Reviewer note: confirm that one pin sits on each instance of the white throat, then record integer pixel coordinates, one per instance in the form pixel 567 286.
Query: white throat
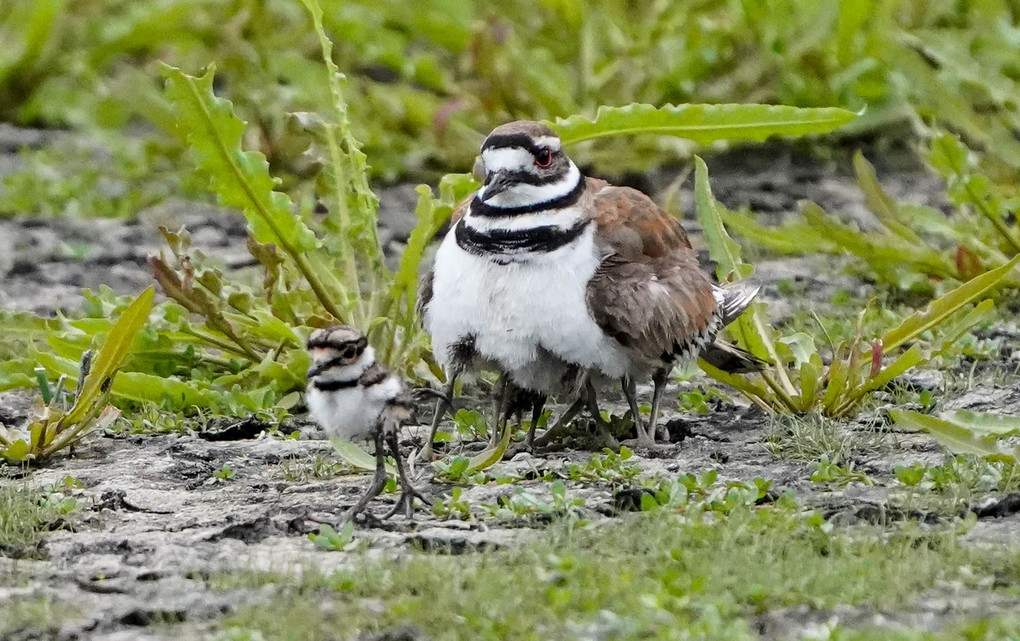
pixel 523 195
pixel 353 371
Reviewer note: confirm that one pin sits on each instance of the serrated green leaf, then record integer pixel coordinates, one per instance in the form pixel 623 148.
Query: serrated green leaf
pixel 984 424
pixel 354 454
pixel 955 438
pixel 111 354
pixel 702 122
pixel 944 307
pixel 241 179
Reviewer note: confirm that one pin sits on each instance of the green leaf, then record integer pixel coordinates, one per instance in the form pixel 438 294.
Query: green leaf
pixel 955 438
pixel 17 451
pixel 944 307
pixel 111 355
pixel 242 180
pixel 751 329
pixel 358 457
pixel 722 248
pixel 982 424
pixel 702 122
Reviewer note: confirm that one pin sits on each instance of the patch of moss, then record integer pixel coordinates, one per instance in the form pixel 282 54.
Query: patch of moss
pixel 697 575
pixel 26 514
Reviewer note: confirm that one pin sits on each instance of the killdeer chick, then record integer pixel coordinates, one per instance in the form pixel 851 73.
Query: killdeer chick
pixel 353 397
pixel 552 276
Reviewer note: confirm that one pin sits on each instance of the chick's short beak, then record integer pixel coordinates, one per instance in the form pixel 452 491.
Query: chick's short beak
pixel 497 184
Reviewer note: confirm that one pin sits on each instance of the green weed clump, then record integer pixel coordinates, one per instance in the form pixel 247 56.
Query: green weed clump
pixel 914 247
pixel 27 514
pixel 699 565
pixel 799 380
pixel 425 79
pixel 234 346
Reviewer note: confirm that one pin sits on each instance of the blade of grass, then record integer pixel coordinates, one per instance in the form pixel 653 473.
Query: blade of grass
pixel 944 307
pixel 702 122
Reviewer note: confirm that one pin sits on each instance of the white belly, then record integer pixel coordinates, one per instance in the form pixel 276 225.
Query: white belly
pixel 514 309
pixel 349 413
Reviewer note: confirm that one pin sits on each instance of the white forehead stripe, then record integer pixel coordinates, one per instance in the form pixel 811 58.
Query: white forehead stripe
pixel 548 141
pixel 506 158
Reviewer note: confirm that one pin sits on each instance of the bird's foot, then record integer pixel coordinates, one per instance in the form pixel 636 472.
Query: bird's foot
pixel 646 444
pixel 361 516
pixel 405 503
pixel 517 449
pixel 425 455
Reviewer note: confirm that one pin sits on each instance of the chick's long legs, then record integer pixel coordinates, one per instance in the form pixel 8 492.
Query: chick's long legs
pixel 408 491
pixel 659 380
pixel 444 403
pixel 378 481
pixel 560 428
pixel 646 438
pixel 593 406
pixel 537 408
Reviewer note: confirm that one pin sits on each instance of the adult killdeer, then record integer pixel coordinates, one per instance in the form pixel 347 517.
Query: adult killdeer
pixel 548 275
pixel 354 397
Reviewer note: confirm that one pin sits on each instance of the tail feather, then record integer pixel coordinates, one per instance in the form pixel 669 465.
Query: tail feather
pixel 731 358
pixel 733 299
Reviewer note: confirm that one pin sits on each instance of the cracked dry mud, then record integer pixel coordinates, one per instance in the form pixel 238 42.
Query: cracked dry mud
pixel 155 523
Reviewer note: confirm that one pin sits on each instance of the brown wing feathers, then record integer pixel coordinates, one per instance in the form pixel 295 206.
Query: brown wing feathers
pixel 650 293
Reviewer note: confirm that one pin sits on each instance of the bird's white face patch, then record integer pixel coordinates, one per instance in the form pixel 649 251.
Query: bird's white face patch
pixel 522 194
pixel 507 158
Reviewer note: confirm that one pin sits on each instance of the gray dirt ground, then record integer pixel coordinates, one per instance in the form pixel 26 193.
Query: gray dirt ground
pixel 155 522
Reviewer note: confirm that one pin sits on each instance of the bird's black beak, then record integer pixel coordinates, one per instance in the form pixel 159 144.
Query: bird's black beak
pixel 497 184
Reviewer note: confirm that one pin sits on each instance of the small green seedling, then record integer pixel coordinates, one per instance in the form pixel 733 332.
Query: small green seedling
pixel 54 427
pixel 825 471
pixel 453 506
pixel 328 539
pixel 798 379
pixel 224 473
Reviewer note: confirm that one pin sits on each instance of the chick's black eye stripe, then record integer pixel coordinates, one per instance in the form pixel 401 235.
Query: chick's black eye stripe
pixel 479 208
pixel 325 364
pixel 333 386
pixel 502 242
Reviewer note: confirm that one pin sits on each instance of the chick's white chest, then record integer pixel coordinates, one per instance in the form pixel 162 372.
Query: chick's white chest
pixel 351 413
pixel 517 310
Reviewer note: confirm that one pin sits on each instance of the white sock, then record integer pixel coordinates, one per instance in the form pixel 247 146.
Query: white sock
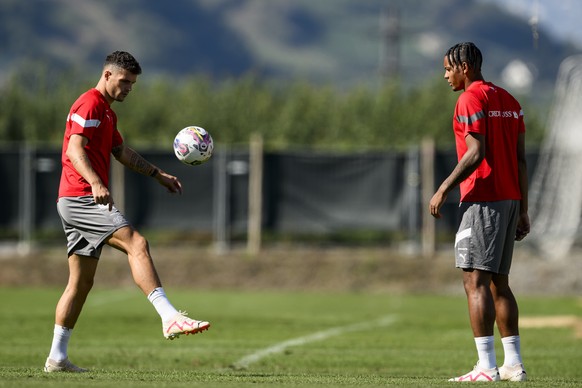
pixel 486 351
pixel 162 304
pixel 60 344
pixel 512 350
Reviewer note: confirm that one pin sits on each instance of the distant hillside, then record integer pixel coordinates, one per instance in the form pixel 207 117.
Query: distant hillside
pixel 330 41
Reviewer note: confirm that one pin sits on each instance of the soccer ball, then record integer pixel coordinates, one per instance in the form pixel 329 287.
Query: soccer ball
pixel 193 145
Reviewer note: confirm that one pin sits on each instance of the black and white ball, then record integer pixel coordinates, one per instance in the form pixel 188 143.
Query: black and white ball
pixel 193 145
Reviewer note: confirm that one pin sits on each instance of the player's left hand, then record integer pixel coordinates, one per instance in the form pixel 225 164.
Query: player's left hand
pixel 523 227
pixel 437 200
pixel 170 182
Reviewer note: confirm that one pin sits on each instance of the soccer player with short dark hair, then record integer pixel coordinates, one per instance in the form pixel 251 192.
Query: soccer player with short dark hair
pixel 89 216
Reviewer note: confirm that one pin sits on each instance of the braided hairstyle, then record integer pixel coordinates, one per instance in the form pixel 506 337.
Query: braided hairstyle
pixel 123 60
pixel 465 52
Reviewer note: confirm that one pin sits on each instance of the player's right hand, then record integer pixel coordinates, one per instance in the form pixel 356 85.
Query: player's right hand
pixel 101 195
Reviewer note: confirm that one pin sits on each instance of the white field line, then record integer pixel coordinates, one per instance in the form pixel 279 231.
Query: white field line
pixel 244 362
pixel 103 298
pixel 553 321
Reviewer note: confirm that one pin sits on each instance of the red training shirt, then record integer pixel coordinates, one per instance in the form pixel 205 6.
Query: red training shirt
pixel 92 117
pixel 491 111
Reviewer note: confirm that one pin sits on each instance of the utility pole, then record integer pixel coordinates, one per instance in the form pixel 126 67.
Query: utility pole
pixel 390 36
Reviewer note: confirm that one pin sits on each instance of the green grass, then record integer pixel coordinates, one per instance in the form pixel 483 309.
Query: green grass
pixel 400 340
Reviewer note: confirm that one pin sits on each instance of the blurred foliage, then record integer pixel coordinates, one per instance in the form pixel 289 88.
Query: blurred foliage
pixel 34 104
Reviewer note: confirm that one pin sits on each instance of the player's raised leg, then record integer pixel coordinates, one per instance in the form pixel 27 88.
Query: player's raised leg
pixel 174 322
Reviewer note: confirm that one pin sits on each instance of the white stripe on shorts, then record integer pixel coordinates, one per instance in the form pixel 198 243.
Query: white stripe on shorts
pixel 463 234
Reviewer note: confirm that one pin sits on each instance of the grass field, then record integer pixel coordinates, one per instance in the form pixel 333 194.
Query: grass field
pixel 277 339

################

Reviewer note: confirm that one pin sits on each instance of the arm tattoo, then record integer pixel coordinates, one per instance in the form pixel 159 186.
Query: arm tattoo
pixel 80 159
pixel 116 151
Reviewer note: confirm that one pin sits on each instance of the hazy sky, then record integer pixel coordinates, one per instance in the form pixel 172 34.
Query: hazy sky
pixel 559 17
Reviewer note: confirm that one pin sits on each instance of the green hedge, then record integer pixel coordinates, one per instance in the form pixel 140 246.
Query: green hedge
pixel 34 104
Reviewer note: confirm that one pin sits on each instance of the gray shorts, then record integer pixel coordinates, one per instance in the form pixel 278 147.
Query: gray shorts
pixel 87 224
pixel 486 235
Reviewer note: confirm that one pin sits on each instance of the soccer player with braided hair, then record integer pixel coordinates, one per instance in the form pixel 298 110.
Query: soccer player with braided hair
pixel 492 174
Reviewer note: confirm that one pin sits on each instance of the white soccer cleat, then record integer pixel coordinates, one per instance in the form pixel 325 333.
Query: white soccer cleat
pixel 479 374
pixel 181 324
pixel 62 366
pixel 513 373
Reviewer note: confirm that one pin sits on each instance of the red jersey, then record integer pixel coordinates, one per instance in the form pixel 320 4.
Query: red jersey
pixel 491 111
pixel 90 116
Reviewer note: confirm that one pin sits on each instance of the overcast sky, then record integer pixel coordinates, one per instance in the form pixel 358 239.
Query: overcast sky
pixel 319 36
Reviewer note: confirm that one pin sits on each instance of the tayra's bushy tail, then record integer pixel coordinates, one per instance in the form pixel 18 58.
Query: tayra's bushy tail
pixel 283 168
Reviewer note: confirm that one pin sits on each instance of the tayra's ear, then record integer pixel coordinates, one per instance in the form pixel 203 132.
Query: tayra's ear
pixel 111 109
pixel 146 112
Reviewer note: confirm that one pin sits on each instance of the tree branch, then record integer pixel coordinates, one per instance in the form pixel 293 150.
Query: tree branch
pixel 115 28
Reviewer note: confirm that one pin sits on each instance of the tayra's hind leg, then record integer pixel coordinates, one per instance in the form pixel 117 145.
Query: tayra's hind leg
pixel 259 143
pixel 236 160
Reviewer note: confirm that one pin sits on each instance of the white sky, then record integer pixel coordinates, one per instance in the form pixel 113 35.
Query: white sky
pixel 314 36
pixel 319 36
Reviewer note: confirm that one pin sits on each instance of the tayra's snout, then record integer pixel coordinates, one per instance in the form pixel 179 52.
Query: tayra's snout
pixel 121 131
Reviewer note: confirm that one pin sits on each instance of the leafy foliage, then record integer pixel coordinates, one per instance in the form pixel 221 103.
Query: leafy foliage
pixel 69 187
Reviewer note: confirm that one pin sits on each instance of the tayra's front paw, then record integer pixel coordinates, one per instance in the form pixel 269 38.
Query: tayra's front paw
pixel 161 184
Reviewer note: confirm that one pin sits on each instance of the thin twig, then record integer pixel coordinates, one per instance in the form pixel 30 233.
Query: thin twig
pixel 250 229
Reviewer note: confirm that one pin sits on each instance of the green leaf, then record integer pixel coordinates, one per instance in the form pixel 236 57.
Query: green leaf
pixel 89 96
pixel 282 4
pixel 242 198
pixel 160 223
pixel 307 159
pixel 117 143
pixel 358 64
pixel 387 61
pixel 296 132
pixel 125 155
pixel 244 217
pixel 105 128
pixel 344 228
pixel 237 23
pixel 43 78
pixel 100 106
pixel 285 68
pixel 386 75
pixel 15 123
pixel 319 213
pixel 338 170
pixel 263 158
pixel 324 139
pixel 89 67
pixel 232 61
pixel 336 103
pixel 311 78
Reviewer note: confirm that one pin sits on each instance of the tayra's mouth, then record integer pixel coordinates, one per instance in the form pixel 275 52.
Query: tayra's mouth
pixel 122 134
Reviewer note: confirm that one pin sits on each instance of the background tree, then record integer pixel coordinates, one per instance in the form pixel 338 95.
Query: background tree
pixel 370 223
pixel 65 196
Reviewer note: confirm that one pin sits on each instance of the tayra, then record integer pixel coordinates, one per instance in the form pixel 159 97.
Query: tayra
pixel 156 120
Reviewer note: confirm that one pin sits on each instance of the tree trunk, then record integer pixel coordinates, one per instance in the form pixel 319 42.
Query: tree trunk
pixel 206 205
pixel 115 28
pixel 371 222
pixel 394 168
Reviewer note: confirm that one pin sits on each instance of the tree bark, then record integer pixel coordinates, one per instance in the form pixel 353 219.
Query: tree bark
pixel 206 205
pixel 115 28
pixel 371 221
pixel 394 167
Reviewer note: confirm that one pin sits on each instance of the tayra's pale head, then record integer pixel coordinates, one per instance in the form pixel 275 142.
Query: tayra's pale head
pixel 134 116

################

## CHALLENGE
Please copy the lines from the one with "pixel 325 333." up to and including the one with "pixel 513 373", swapping "white soccer cleat" for "white football boot" and leaving everything else untouched.

## TASK SOLUTION
Reviewer note: confirm that one pin sits on each instance of the white football boot, then record integer pixel coordinates, one per instance in the form pixel 325 333.
Query: white football boot
pixel 479 374
pixel 181 324
pixel 62 366
pixel 513 373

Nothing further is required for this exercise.